Extracted text:

Saturday, March 24, 2012
Release Date: March 24, 2012
Contact: Marina Drummer
International Coalition to Free the Angola Three
Marina@communityfuturescollective.org
(707) 486-6806
www.angola3.orgwww.angola3news.com The Outer Limits of Solitary Confinement:
A Public Forum to Support the California Prisoner Hunger Strike
Friday, April 6, 2012, 6pm - 8pm
UC Hastings College of the Law
Louis B. Mayer Lounge
198 McAllister Street
San Francisco
(San Francisco) --This free San Francisco event organized by the International Coalition to Free the Angola 3 will mark 40 years of solitary confinement for Herman Wallace and Albert Woodfox of the Angola 3, by exploring the expansion and overuse of solitary confinement, and mobilizing support for the Amnesty International Petition to remove them from solitary confinement and support for the California Hunger Strikers. Includes Keynote with Angola 3’s Robert H. King, 2 films and additional speakers.
The International Coalition to Free the Angola Three is presenting a free public forum and film screening entitled “The Outer Limits of Solitary Confinement,” at UC Hastings College of the Law, Louis B. Mayer Lounge, 198 McAllister Street, San Francisco, on Friday, April 6, 2012, from 6pm - 8pm, and co-hosted by the Hastings Race and Poverty Law Journal and the Hastings chapter of the National Lawyers Guild.
The International Coalition to Free the Angola 3 stands in solidarity with the courageous prisoners that recently initiated
hunger strikes throughout California prisons. The event will examine how the torture and wrongful convictions of the Angola 3 are part of a much larger problem throughout US prisons. With presentations from several speakers involved with supporting the hunger strikers, the audience will be presented with many ways in which they too can lend their support in the fight against solitary confinement and other forms of torture in California prisons.
The keynote speaker will be Robert H. King, of the Angola 3, who was released in 2001 when his conviction was overturned, after 29 years of continuous solitary confinement. King says today that “being in prison, in solitary was terrible. It was a nightmare. My soul still cries from all that I witnessed and endured. It does more than cry- it mourns, continuously.”

Provided information:
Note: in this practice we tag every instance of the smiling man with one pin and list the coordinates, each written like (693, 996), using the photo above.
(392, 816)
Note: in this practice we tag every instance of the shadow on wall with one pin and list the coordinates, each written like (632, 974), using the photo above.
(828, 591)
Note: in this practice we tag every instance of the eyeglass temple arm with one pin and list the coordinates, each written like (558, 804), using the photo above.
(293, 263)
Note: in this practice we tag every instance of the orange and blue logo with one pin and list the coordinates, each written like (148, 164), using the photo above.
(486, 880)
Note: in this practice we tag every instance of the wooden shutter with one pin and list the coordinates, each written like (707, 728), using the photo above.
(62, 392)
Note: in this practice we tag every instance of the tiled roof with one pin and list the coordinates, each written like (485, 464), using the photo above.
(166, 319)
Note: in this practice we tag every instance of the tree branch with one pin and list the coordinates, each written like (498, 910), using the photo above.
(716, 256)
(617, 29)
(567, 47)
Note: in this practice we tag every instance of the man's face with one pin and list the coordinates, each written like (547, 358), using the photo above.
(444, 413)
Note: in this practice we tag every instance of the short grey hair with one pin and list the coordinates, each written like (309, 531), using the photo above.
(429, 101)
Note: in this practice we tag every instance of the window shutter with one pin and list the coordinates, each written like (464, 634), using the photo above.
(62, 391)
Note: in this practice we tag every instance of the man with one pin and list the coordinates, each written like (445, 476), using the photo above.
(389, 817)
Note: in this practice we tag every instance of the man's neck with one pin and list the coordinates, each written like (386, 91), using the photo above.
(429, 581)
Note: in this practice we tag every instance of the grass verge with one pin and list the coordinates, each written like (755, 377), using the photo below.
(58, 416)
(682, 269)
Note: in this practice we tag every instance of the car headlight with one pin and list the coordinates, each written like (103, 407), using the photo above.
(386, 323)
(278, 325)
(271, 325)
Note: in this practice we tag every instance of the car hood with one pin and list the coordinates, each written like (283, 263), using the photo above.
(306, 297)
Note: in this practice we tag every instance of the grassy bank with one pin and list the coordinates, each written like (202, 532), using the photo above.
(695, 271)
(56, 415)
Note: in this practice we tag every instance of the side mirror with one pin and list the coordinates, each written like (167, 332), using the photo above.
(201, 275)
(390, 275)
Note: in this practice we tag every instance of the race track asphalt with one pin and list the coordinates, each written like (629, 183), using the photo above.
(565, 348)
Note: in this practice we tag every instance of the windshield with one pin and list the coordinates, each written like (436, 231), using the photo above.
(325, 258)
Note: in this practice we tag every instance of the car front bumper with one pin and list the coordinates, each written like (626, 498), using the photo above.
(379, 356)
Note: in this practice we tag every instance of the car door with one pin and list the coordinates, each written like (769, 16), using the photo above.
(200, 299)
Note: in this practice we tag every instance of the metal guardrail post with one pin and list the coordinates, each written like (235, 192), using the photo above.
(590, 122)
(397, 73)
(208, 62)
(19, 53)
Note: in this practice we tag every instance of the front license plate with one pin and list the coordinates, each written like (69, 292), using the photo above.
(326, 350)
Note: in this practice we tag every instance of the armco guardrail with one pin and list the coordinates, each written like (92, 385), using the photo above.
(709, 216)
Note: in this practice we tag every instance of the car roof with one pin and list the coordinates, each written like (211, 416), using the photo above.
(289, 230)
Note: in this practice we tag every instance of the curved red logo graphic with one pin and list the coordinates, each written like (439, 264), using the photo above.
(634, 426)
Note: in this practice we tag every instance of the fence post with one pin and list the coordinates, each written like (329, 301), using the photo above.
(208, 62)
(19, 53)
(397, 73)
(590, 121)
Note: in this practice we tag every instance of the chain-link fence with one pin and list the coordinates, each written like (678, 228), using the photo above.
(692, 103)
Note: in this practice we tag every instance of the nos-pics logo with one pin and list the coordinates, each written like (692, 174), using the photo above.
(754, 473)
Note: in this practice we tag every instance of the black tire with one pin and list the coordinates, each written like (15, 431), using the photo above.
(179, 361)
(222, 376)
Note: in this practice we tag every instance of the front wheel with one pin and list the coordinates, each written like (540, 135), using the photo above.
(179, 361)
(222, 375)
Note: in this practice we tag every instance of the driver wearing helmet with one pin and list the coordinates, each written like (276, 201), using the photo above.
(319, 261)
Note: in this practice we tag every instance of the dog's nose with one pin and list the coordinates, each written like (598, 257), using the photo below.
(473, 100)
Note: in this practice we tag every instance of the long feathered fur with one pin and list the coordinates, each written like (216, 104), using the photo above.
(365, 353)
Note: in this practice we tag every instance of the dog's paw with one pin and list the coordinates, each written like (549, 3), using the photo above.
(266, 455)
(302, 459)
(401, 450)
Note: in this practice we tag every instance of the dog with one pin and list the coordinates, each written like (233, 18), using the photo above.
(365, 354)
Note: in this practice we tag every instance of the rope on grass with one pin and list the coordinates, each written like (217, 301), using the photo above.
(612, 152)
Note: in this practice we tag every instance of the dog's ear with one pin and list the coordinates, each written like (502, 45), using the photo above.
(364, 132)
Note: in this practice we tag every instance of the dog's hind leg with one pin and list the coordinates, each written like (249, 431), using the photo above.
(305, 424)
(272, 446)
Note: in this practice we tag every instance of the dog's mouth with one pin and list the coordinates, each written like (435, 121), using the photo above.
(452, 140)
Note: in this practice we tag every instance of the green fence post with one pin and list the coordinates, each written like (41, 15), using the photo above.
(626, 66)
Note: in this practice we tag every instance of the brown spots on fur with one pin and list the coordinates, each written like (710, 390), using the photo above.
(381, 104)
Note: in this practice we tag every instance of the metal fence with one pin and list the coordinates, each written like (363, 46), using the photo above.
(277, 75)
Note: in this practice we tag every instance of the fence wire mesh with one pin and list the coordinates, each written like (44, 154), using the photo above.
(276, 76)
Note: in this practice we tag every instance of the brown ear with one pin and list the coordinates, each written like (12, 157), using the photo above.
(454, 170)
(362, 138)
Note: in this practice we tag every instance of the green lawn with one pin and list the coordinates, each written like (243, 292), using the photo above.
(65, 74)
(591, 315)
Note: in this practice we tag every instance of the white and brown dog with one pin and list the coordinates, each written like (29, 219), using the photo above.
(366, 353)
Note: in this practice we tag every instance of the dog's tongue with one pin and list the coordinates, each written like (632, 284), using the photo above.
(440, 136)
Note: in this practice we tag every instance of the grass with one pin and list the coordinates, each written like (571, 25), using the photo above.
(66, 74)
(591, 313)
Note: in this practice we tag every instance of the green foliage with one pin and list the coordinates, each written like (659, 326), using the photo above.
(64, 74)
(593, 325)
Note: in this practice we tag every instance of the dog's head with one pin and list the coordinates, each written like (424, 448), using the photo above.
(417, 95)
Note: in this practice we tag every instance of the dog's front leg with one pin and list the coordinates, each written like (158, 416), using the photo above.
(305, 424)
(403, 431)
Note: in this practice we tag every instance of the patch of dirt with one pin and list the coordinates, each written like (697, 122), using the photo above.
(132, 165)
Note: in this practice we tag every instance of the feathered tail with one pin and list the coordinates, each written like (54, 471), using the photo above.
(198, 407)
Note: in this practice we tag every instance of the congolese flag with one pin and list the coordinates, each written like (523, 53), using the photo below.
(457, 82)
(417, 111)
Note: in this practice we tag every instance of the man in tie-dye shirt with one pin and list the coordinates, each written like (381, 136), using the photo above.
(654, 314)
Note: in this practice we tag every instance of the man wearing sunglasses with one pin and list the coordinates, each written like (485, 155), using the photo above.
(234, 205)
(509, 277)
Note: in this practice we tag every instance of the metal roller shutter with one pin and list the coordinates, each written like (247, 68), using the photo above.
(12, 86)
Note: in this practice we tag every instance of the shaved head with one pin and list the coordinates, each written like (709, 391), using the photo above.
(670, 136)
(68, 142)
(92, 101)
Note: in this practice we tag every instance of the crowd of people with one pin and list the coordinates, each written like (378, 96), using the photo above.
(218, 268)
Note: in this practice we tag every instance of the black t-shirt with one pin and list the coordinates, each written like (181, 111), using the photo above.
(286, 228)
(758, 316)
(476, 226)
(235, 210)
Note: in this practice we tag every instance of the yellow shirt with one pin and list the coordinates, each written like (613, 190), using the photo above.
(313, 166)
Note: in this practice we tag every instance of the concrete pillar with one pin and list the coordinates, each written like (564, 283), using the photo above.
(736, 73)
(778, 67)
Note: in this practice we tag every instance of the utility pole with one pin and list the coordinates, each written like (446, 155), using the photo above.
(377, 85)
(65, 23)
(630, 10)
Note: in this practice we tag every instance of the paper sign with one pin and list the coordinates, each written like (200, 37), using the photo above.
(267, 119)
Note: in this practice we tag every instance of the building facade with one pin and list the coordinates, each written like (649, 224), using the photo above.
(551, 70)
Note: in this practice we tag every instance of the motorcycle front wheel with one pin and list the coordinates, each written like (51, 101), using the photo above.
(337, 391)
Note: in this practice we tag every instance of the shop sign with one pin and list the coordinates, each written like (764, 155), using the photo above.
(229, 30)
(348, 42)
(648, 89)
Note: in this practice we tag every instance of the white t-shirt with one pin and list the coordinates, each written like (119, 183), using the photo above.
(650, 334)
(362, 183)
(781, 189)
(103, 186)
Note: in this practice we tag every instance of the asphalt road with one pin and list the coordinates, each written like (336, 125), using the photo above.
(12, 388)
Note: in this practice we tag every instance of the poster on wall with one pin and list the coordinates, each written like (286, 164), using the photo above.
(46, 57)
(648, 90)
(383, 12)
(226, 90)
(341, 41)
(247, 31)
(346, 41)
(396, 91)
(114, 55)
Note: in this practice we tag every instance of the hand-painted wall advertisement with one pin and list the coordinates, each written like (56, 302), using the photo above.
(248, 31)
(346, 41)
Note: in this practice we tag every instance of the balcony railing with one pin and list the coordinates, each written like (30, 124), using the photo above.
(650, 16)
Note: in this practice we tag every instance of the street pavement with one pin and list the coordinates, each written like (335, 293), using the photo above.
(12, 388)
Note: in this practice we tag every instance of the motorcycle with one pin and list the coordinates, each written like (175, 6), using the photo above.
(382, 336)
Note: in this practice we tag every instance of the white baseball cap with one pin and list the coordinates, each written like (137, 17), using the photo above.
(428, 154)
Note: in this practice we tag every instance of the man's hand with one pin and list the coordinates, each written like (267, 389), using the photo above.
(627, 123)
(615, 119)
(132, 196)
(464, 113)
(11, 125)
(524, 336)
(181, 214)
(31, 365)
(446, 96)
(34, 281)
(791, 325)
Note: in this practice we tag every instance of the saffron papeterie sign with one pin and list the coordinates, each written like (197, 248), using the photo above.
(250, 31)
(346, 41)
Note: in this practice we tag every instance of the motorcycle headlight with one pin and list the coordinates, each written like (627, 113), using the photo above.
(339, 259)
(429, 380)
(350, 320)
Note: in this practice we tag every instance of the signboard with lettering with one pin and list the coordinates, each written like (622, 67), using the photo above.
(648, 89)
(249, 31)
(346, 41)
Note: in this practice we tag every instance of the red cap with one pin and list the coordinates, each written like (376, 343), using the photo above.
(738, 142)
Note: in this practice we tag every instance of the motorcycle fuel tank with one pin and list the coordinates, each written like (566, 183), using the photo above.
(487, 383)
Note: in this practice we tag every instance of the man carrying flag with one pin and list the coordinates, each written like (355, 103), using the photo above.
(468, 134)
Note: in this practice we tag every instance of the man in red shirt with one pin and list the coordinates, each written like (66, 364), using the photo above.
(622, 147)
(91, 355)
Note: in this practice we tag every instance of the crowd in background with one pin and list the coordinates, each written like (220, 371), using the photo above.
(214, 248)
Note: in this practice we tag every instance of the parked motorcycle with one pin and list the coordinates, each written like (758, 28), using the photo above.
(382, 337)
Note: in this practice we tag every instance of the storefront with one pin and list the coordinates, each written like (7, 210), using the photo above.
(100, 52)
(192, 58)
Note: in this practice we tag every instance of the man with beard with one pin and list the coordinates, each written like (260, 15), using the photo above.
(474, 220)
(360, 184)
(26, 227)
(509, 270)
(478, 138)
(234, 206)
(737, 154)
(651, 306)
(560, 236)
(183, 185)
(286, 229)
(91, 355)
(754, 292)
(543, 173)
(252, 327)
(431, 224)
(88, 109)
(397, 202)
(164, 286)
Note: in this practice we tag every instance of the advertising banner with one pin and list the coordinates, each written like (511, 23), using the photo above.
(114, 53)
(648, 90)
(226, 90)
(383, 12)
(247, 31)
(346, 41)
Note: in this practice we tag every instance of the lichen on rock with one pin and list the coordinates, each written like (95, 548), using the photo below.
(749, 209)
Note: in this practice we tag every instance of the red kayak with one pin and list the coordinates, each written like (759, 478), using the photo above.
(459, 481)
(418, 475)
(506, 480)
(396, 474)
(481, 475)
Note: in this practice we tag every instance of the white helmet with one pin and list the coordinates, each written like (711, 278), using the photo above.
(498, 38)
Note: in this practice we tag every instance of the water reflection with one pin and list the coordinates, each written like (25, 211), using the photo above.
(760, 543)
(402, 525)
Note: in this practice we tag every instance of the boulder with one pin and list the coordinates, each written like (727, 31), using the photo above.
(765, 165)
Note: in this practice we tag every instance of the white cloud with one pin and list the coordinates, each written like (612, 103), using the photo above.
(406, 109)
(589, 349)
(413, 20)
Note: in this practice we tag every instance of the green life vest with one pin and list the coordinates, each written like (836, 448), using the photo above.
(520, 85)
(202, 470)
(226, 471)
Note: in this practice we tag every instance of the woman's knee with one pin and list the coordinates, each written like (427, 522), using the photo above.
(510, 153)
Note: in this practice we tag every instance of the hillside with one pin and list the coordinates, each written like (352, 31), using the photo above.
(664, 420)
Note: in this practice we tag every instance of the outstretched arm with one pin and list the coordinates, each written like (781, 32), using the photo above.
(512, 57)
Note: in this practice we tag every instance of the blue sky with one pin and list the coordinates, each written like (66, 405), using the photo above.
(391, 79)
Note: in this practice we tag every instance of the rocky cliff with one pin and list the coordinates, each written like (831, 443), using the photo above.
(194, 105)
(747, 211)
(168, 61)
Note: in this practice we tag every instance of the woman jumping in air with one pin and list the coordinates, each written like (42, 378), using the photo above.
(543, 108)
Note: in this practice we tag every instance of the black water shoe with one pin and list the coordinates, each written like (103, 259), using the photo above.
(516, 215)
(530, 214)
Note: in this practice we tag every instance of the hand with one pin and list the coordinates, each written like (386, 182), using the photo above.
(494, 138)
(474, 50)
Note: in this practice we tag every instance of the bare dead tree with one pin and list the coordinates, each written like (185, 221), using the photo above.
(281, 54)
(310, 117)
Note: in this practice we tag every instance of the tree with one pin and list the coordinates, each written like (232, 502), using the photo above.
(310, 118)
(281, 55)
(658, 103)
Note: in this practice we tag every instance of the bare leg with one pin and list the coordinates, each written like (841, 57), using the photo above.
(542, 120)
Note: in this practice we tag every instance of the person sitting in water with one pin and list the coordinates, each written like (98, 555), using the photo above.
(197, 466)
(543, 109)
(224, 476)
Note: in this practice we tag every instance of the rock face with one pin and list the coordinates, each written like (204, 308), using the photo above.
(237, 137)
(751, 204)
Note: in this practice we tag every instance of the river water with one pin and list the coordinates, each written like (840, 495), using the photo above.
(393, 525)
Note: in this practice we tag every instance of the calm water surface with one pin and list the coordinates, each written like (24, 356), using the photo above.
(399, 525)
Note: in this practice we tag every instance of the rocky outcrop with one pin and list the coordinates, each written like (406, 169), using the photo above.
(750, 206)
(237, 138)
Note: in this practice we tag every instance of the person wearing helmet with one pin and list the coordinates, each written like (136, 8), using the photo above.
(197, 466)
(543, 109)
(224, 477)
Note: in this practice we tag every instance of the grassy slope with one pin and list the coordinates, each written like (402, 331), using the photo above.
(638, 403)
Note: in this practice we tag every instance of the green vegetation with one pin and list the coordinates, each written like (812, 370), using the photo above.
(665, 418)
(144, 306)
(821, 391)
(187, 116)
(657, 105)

Objective: Render this sentence from the forum announcement on solitary confinement in Spanish: "The keynote speaker will be Robert H. King, of the Angola 3, who was released in 2001 when his conviction was overturned, after 29 years of continuous solitary confinement."

Completed exercise: El orador principal será Robert H. King, de los Angola 3, quien fue puesto en libertad en 2001 cuando se anuló su condena, tras 29 años de confinamiento solitario continuo.